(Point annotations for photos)

┌──

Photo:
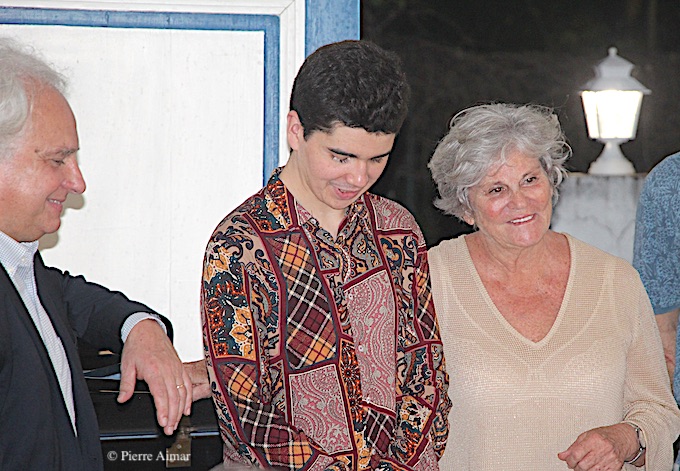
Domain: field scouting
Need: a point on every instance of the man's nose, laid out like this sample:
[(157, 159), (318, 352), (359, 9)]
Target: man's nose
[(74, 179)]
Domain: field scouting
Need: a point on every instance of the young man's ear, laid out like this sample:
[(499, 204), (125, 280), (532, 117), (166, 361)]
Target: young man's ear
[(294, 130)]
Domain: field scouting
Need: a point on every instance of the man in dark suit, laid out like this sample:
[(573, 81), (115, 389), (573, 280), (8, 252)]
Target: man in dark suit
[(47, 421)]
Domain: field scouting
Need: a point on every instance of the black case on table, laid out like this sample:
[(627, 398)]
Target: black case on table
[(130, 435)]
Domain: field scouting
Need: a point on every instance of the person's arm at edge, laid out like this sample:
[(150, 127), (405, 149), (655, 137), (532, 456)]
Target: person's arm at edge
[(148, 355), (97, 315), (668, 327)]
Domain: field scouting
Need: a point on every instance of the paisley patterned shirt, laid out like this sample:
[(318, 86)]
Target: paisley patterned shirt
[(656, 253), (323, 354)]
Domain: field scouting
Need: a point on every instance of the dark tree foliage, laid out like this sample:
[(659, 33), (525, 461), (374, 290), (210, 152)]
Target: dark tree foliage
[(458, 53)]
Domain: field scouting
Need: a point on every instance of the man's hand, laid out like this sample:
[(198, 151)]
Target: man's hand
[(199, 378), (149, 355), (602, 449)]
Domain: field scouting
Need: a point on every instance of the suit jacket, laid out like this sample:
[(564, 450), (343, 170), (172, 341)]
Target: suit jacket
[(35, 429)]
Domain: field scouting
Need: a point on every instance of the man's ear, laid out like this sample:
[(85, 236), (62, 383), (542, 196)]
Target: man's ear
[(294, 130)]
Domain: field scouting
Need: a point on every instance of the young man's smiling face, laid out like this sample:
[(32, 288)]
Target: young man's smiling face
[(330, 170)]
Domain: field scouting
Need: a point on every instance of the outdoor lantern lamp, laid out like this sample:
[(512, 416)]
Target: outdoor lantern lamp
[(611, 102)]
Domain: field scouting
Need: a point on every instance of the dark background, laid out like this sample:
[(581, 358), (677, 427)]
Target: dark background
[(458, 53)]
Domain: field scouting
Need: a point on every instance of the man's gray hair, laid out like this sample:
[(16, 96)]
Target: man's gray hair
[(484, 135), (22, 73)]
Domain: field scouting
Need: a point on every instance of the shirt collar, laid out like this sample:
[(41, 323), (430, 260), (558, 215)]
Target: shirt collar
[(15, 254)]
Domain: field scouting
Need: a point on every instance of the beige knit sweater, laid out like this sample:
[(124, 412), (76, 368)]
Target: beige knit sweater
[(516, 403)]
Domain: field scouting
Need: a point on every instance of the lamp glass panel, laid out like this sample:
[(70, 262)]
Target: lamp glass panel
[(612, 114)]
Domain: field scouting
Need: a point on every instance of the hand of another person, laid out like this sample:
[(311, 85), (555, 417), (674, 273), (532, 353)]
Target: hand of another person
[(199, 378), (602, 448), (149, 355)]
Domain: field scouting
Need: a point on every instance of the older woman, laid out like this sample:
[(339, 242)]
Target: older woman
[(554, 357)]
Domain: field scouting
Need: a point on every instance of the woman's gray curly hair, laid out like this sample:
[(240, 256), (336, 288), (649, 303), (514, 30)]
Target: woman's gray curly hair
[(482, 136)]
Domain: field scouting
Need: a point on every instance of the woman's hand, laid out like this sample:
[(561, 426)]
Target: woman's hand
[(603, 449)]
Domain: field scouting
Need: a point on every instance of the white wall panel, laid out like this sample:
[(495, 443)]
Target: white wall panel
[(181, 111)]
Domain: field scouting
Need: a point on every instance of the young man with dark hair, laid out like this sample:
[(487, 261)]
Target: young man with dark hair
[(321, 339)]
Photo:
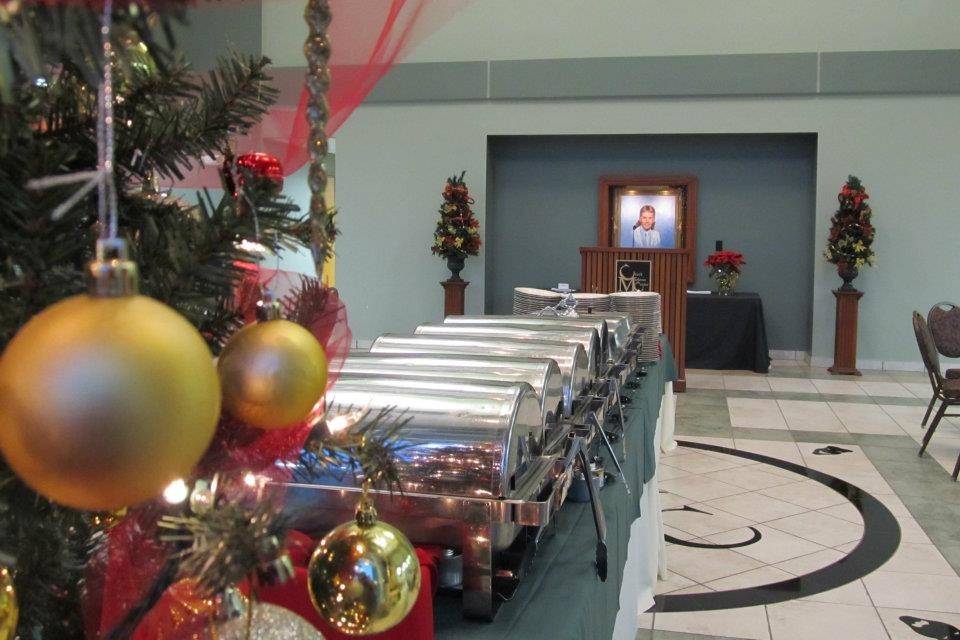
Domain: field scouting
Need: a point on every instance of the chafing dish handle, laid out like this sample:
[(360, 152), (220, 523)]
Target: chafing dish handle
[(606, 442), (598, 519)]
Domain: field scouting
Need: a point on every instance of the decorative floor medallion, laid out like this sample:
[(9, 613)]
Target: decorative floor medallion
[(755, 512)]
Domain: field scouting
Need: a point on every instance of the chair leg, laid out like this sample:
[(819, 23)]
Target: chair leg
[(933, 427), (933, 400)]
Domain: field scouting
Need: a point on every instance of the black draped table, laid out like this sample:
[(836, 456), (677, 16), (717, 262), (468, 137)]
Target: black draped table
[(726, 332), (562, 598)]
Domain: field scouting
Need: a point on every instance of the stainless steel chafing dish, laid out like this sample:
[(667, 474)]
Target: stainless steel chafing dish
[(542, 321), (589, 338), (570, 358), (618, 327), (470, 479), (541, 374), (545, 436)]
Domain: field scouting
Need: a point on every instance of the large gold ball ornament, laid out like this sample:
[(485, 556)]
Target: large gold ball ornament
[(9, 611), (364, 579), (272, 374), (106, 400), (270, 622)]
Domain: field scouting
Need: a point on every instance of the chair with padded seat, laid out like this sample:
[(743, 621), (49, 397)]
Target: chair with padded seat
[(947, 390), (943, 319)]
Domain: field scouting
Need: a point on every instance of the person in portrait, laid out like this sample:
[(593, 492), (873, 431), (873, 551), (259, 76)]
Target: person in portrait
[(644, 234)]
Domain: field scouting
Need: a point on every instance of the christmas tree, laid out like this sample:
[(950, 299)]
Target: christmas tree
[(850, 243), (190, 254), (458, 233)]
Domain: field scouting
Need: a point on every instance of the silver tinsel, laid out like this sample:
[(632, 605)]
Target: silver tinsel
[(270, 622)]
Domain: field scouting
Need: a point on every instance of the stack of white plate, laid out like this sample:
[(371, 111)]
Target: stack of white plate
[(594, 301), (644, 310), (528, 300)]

└──

→ Task to complete
Format the lines above as a Markdown table with the columns No. and Line, one row per line, numbering the rows in order and skipping blank lines. Leave the pictures out of the answer.

→ Response to this task
| No. | Line |
|---|---|
| 1 | Photo: |
| 2 | Domain: field scouting |
| 3 | Need: a point on every instance of the man's nose, laid out like this sample: |
| 4 | [(157, 159), (318, 352), (359, 9)] |
| 5 | Target: man's nose |
| 6 | [(74, 179)] |
| 7 | Domain: field scouting |
| 8 | Need: a point on every instance of the young man's ear, laid out like this sample: |
| 9 | [(499, 204), (125, 280), (532, 117), (166, 361)] |
| 10 | Target: young man's ear |
| 11 | [(294, 130)] |
| 12 | Domain: field scouting |
| 13 | Need: a point on every instance of the man in dark suit, laid out like this sample: |
| 14 | [(573, 81), (115, 389), (573, 280), (8, 252)] |
| 15 | Target: man in dark suit |
| 16 | [(47, 421)] |
| 17 | Domain: field scouting |
| 18 | Need: a point on every instance of the black case on table, laid out like this sample: |
| 19 | [(627, 398)] |
| 20 | Target: black case on table |
| 21 | [(130, 435)] |
| 22 | Domain: field scouting |
| 23 | Need: a point on every instance of the person's arm at edge, laid out like this sample: |
| 24 | [(150, 127), (405, 149), (655, 137), (532, 456)] |
| 25 | Target: person's arm at edge |
| 26 | [(148, 355), (97, 315), (668, 327)] |
| 27 | Domain: field scouting |
| 28 | Need: a point on every instance of the paisley patterned shirt, laid out like this sample: |
| 29 | [(318, 86)] |
| 30 | Target: paisley patterned shirt |
| 31 | [(656, 253), (323, 354)] |
| 32 | Domain: field scouting |
| 33 | Need: a point on every instance of the dark tree foliage, laid out like this sample: |
| 34 | [(659, 33), (525, 461), (374, 290), (210, 152)] |
| 35 | Target: dark tree foliage |
| 36 | [(458, 53)] |
| 37 | Domain: field scouting |
| 38 | Need: a point on every instance of the man's hand, laid out like this sample: |
| 39 | [(198, 151)] |
| 40 | Target: man's hand |
| 41 | [(199, 378), (149, 355), (602, 449)] |
| 42 | Domain: field scouting |
| 43 | Need: a point on every instance of the suit jacket, laid out like this sample: |
| 44 | [(564, 450), (343, 170), (172, 341)] |
| 45 | Target: suit jacket |
| 46 | [(35, 429)] |
| 47 | Domain: field scouting |
| 48 | Need: a point on every instance of the man's ear, laid out like this sample: |
| 49 | [(85, 236), (62, 383), (542, 196)] |
| 50 | Target: man's ear |
| 51 | [(294, 130)] |
| 52 | Domain: field scouting |
| 53 | Need: a point on every instance of the young man's smiling face, laid out like this sample: |
| 54 | [(32, 288)] |
| 55 | Target: young man's smiling face |
| 56 | [(330, 170)] |
| 57 | Domain: field scouting |
| 58 | Need: a point on every instance of the outdoor lantern lamp, laid out like this sample: |
| 59 | [(512, 416)] |
| 60 | Target: outdoor lantern lamp |
| 61 | [(611, 102)] |
| 62 | Domain: field scouting |
| 63 | Need: a point on every instance of the dark background, laid out like this sample: |
| 64 | [(581, 358), (677, 427)] |
| 65 | Target: dark background |
| 66 | [(458, 53)] |
| 67 | Domain: field scouting |
| 68 | Need: a point on every instance of the man's gray hair, laid out like this sample: |
| 69 | [(16, 96)] |
| 70 | Target: man's gray hair |
| 71 | [(484, 135), (22, 73)] |
| 72 | Domain: field scouting |
| 73 | Need: a point on every instance of the shirt collar, laid out like this sample: |
| 74 | [(41, 323), (430, 260), (558, 215)] |
| 75 | Target: shirt collar |
| 76 | [(15, 254)] |
| 77 | Domain: field scouting |
| 78 | Need: a point on every instance of the beige knit sweater, laid out like this sample: |
| 79 | [(124, 412), (76, 368)] |
| 80 | Target: beige knit sweater |
| 81 | [(516, 403)] |
| 82 | Domain: field scouting |
| 83 | Need: a point on every instance of the lamp glass panel, laid out like this sample: |
| 84 | [(70, 262)] |
| 85 | Target: lamp glass panel |
| 86 | [(612, 114)] |
| 87 | Domain: field scouting |
| 88 | Need: a point on every instance of the hand of another person, laid out like this sample: |
| 89 | [(311, 85), (555, 417), (674, 273), (532, 353)] |
| 90 | Target: hand of another person |
| 91 | [(199, 378), (602, 448), (149, 355)] |
| 92 | Domain: field scouting |
| 93 | Need: a point on every instance of the older woman, laid out like this sample: |
| 94 | [(339, 242)] |
| 95 | Target: older woman |
| 96 | [(554, 357)] |
| 97 | Domain: field scouting |
| 98 | Need: a point on every instance of the woman's gray curly hair, laid out like this sample: |
| 99 | [(240, 256), (336, 288), (649, 303), (514, 30)] |
| 100 | Target: woman's gray curly hair |
| 101 | [(482, 136)] |
| 102 | Domain: field scouting |
| 103 | Need: a point on every instance of the woman's hand, laid out like this sample: |
| 104 | [(561, 426)] |
| 105 | Target: woman's hand |
| 106 | [(603, 449)] |
| 107 | Domain: field scouting |
| 108 | Need: a point on every instance of the white wall panel, laid out like this sample: |
| 109 | [(495, 443)] |
| 110 | Target: white wall panel |
| 111 | [(181, 111)] |
| 112 | Domain: field scouting |
| 113 | Need: a point on every instance of the young man with dark hair, laid out like this sample: |
| 114 | [(487, 261)] |
| 115 | Target: young man with dark hair |
| 116 | [(321, 339)] |
| 117 | Photo: |
| 118 | Domain: field scouting |
| 119 | Need: a point on every instance of the chafing dish handle, laid out like this sample: |
| 120 | [(360, 152), (220, 523)] |
| 121 | Target: chafing dish handle |
| 122 | [(606, 442), (598, 519)] |
| 123 | Domain: field scouting |
| 124 | Need: a point on every instance of the decorative floor medallion, laid out like this sample: |
| 125 | [(9, 613)] |
| 126 | Target: decorative floor medallion |
| 127 | [(755, 512)] |
| 128 | Domain: field scouting |
| 129 | Need: a point on every instance of the chair leg, laid out like this sample: |
| 130 | [(819, 23)] |
| 131 | Target: chair leg |
| 132 | [(933, 427), (933, 400)] |
| 133 | Domain: field scouting |
| 134 | Need: a point on every instance of the black draped table, laid out like this sample: |
| 135 | [(836, 456), (677, 16), (717, 262), (468, 137)] |
| 136 | Target: black draped table |
| 137 | [(726, 332), (562, 598)] |
| 138 | Domain: field scouting |
| 139 | Need: a point on every instance of the stainless steel chafing dish, laid out like this sample: |
| 140 | [(667, 474)] |
| 141 | Target: stainless steel chafing dish |
| 142 | [(542, 321), (589, 338), (570, 358), (618, 327), (470, 479), (541, 374), (545, 436)] |
| 143 | Domain: field scouting |
| 144 | Need: a point on every instance of the large gold ball ornament, laid out like this sample: |
| 145 | [(485, 556)] |
| 146 | Target: large gold ball ornament |
| 147 | [(9, 611), (364, 579), (272, 374), (106, 400), (270, 622)] |
| 148 | Domain: field scouting |
| 149 | Need: a point on every instance of the chair with padded seat, laid out like this sample: |
| 150 | [(743, 621), (49, 397)] |
| 151 | Target: chair with padded seat |
| 152 | [(947, 390), (943, 319)] |
| 153 | Domain: field scouting |
| 154 | Need: a point on every instance of the person in portrait, laid out like this sample: |
| 155 | [(593, 492), (873, 431), (873, 551), (259, 76)] |
| 156 | Target: person in portrait |
| 157 | [(644, 234)] |
| 158 | Domain: field scouting |
| 159 | Need: a point on every instance of the christmas tree, laid out like this sample: |
| 160 | [(950, 299)] |
| 161 | Target: christmas tree |
| 162 | [(850, 243), (190, 254), (458, 233)] |
| 163 | Domain: field scouting |
| 164 | Need: a point on every instance of the silver tinsel, laid out like this sample: |
| 165 | [(632, 605)] |
| 166 | Target: silver tinsel |
| 167 | [(270, 622)] |
| 168 | Domain: field scouting |
| 169 | Need: a point on every instance of the stack of white plate, laid out like this sample: |
| 170 | [(371, 111)] |
| 171 | Target: stack of white plate |
| 172 | [(594, 301), (644, 310), (528, 300)] |